**Your task**: Change every "Target" in the data below to "Item" and give it back with nothing else altered. Leave the pictures out.

**Records to process**:
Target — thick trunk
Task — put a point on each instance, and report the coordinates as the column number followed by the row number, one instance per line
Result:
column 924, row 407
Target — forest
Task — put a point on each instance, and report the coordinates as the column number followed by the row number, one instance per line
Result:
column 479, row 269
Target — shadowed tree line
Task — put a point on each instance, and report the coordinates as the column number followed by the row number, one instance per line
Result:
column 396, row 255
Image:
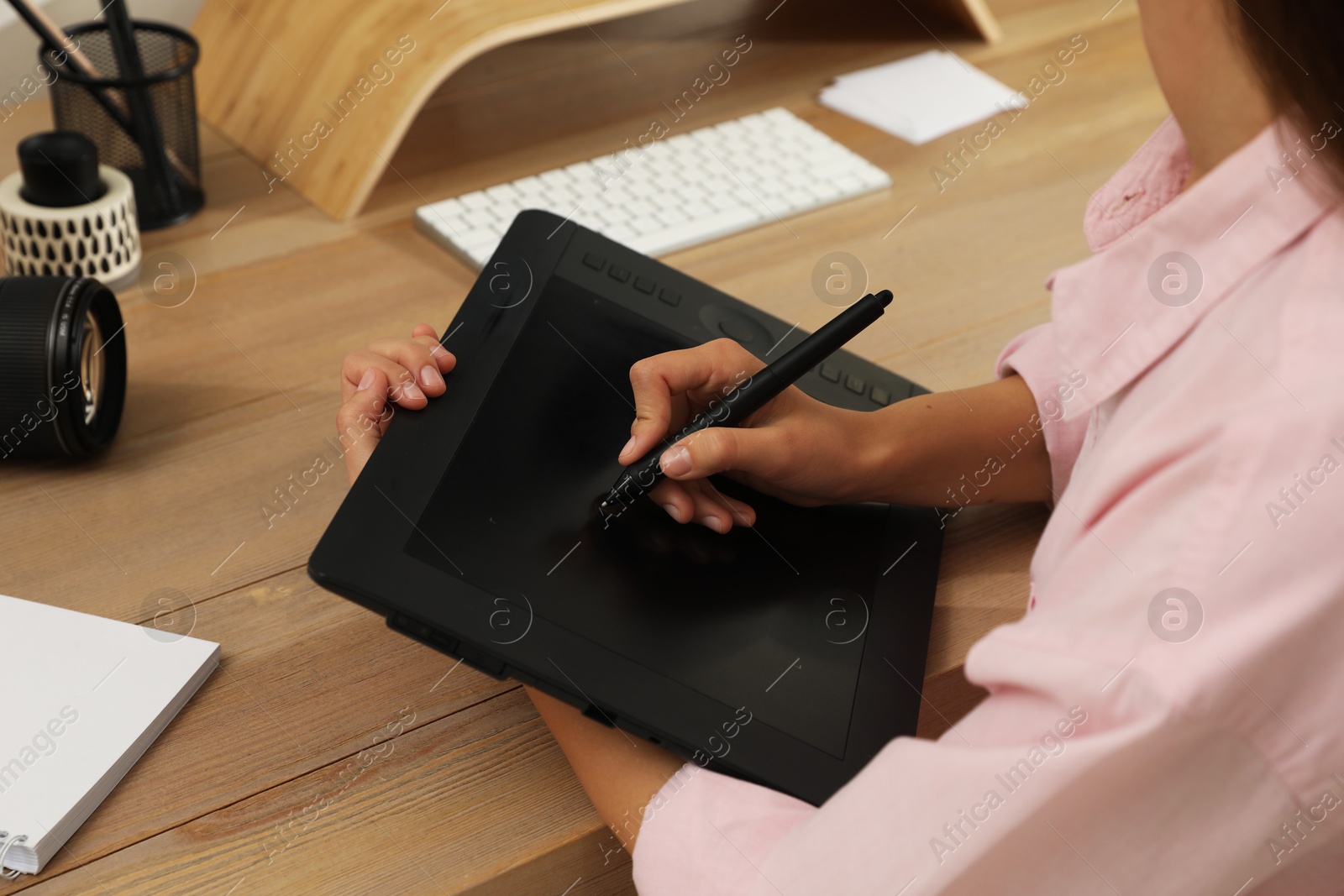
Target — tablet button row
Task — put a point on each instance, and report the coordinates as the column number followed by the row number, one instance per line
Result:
column 859, row 385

**Solution to this exercise**:
Item — thick trunk
Task — put a point on each instance, and report the coordinates as the column number followed by the row number, one instance per line
Result:
column 924, row 407
Item — forest
Task — put a point on each instance, and report the coordinates as the column number followed by the row number, one instance per line
Result:
column 479, row 269
Item — shadowed tree line
Task — put a point on each instance, and report the coordinates as the column number followed by the row number, one instance per line
Result:
column 396, row 255
Image:
Item — tablet button row
Task — put a point on each instance, and report the coordinates as the column number followed by the row number, one instance per line
Result:
column 859, row 385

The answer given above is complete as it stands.